READING TEXT:
General Norton Schwartz of the Air Force claims that we can "probably" cut our huge nuclear reserve stockpiles. We currently have 2,150 deployed nuclear weapons.

Given that today is the 66th anniversary of the atomic bombing of Hiroshima, it might be worthwhile to reflect on these questions today. The blast itself killed tens of thousands of civilians. It was an act that was strategically and militarily indefensible. The Japs had been the verge of surrender. Hiroshima and also Nagasaki themselves had no military significance whatsoever. The explosion itself, which marked the culmination of three centuries worth of developments in the field of physics, signaled that technological advances can be used as a tool of death and destruction. That's really what World War 2 showed us, that progress though technology can make man's destructive impulses that much more precise, methodical and widespread. Auschwitz and Hiroshima and Nagasaki taught us about industrial style killing which only magnified the scale of human barbarity. The utopianism of the fascists and communists glorified death and sought to build a perfect society through violence.

The Soviets got the message after the dropping of the bombs in Japan, and over the past 66 years, we have built over 70,000 nuclear weapons coming out to over $5 trillion in total cost. The Russians eventually developed similar capabilities. We had enough nukes to wipe out all of the Soviets principal cities and that many times over. Yet we continued to manufacture these weapons, without much question. The strategy of deterrence literally entailed holding a Damocles sword over all civilization. Their strategy potentially called for an act of mass genocide. We along with the Russians built more bombs that could wipe out hundreds of millions of people in one fell swoop.

JOB A: List every place name that appears in the essay on nuclear weapons.
JOB B: Continue the essay on nuclear weapons, beginning after its final sentence.

DATASET ROWS:
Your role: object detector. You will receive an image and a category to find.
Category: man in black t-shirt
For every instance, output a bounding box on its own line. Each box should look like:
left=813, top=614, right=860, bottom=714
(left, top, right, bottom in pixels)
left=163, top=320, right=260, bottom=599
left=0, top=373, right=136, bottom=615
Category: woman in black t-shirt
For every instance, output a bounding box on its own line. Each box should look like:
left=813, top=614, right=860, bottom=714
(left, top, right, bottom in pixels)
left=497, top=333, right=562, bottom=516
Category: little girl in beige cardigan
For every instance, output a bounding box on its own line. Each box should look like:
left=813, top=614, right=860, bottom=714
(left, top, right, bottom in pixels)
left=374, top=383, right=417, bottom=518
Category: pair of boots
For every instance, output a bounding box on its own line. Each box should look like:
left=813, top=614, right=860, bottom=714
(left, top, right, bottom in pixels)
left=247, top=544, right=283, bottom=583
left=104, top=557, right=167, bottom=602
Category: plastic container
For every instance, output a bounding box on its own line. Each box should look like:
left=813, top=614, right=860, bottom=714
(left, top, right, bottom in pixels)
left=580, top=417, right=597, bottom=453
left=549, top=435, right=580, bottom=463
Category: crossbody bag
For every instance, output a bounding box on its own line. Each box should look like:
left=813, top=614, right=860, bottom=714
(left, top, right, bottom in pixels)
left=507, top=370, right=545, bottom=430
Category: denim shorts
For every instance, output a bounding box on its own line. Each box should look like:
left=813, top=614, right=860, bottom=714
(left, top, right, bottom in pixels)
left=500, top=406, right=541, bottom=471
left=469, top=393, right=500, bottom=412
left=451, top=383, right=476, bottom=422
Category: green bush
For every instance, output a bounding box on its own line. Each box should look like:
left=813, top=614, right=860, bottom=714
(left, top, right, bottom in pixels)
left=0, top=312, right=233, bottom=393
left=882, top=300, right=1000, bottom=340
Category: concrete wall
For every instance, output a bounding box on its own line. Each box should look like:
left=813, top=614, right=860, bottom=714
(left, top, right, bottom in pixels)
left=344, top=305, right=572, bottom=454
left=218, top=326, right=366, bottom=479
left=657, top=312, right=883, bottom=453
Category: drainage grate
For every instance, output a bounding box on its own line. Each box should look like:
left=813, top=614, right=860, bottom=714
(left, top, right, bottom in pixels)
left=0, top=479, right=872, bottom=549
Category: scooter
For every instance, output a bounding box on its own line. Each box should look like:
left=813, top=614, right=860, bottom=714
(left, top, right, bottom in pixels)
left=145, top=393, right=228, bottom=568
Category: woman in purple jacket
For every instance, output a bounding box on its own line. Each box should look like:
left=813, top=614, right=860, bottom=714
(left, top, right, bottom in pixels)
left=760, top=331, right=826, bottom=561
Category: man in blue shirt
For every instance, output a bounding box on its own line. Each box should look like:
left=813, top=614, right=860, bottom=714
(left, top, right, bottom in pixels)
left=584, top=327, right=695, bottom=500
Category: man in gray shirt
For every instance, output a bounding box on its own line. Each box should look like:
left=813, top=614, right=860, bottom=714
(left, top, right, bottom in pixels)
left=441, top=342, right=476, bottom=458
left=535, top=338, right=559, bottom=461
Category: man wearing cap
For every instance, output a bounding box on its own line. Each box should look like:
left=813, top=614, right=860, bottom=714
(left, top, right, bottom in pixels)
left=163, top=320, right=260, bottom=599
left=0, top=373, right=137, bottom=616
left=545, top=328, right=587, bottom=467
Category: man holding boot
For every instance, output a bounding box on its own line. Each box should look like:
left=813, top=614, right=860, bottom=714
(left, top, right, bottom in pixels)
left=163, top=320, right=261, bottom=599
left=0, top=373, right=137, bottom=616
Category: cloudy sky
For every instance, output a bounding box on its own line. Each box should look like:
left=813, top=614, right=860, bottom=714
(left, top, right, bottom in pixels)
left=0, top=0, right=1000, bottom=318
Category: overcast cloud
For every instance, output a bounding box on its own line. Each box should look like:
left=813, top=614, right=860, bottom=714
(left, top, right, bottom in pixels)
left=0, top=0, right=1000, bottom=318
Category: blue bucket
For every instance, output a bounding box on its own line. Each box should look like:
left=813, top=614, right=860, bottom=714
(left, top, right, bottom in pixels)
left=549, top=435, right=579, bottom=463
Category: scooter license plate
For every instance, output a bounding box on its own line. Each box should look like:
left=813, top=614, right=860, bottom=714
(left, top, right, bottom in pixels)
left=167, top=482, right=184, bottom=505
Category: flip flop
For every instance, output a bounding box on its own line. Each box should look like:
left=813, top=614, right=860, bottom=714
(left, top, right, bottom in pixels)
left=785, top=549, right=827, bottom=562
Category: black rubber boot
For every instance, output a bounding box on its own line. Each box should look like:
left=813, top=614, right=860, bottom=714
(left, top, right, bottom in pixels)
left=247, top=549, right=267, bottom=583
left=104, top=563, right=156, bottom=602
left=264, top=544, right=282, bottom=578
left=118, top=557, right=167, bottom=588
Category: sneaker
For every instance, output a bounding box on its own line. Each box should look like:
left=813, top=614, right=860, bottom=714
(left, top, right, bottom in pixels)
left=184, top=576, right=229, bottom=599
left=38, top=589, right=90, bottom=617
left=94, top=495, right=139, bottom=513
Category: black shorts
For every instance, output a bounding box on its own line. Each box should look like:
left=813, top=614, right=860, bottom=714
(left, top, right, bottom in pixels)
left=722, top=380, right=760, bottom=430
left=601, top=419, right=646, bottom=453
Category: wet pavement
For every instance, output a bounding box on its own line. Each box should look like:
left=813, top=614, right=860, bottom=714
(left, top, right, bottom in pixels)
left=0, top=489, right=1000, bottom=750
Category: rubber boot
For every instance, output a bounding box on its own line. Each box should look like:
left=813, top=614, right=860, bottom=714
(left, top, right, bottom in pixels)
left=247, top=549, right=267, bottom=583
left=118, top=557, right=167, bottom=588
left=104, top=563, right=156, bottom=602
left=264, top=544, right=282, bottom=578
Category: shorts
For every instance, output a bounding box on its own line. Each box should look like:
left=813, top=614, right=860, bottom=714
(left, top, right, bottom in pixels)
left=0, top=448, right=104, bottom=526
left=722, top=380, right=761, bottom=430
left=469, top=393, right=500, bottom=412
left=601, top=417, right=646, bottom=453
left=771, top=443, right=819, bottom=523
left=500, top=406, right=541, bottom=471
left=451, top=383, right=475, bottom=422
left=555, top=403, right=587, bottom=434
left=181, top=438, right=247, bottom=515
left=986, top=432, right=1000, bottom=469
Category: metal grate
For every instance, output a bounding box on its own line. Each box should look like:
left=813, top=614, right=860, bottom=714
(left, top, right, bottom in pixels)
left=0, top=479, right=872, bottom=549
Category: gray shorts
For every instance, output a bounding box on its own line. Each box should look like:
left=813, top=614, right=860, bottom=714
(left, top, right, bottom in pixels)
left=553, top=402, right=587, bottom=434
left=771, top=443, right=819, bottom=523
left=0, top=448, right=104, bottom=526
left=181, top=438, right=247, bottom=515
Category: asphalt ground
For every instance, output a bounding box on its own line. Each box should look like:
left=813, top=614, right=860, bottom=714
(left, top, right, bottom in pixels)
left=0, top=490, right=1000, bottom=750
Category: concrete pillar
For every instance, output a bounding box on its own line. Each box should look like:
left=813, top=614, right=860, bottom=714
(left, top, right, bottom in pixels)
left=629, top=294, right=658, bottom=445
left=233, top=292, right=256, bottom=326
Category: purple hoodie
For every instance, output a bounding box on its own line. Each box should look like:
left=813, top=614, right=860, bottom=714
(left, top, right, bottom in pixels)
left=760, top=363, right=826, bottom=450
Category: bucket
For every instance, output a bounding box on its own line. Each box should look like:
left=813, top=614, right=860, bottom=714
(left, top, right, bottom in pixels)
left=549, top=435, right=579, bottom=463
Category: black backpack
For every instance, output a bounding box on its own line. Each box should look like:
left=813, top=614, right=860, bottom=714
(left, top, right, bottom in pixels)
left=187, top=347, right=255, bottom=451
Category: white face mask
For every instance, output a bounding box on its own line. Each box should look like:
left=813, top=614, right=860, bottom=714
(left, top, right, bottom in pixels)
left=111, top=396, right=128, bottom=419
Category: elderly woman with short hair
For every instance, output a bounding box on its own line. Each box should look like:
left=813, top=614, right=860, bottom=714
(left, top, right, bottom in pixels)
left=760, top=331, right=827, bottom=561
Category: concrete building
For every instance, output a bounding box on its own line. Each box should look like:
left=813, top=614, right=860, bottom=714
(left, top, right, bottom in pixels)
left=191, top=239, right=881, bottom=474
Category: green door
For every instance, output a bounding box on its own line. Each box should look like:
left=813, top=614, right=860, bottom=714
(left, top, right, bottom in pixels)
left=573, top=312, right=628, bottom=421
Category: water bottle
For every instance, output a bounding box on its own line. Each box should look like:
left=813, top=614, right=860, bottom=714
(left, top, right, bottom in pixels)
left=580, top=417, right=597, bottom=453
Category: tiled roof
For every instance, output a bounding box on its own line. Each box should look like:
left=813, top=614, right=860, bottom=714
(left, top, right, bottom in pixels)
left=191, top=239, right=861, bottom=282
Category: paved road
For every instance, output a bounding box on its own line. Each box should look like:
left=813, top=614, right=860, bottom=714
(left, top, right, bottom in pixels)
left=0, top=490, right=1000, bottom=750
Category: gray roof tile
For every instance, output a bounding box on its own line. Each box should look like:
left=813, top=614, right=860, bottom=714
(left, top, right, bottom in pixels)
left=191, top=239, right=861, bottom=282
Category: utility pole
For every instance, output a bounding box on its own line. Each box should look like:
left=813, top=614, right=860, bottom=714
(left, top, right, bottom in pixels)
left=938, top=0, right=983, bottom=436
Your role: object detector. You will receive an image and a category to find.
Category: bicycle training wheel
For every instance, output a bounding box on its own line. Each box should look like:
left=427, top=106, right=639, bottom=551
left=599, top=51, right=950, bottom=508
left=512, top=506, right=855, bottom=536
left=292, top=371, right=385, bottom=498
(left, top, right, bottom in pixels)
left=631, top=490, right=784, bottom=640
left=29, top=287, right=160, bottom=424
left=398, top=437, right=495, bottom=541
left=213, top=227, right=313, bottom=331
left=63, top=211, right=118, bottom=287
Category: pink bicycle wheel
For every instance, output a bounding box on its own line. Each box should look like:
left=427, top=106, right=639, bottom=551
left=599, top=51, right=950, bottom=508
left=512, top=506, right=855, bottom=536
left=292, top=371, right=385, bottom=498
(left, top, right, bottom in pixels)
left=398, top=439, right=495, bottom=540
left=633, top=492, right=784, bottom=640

WRITTEN REPLY A: Hiroshima, Nagasaki, Auschwitz, Japan

WRITTEN REPLY B:
Human motives are often irrational and self-destructive. Nothing much has really changed over thousands of year, in spite of the trappings of civilization. Given the enormous destructive capabilities of our weapons, the future viability of the human race will totally depend on our abilities to control the negative side of our nature. Pretending that these choices don't exist will lead to self-delusion. It should also be noted that political and social control tends to break down during periods of political and economic dislocation, similar to what we're experiencing now. That's when man's hostile side comes out the most.

We can either go for the alternative, which entails human exploitation, theft, destruction, humiliation, environmental degradation, or we can go for a more rational world, one that protects ecosystems, builds economies with reduced fraud, and one that actually learns how to distribute the resources of the nation rather than hoard it. That's the choice we have.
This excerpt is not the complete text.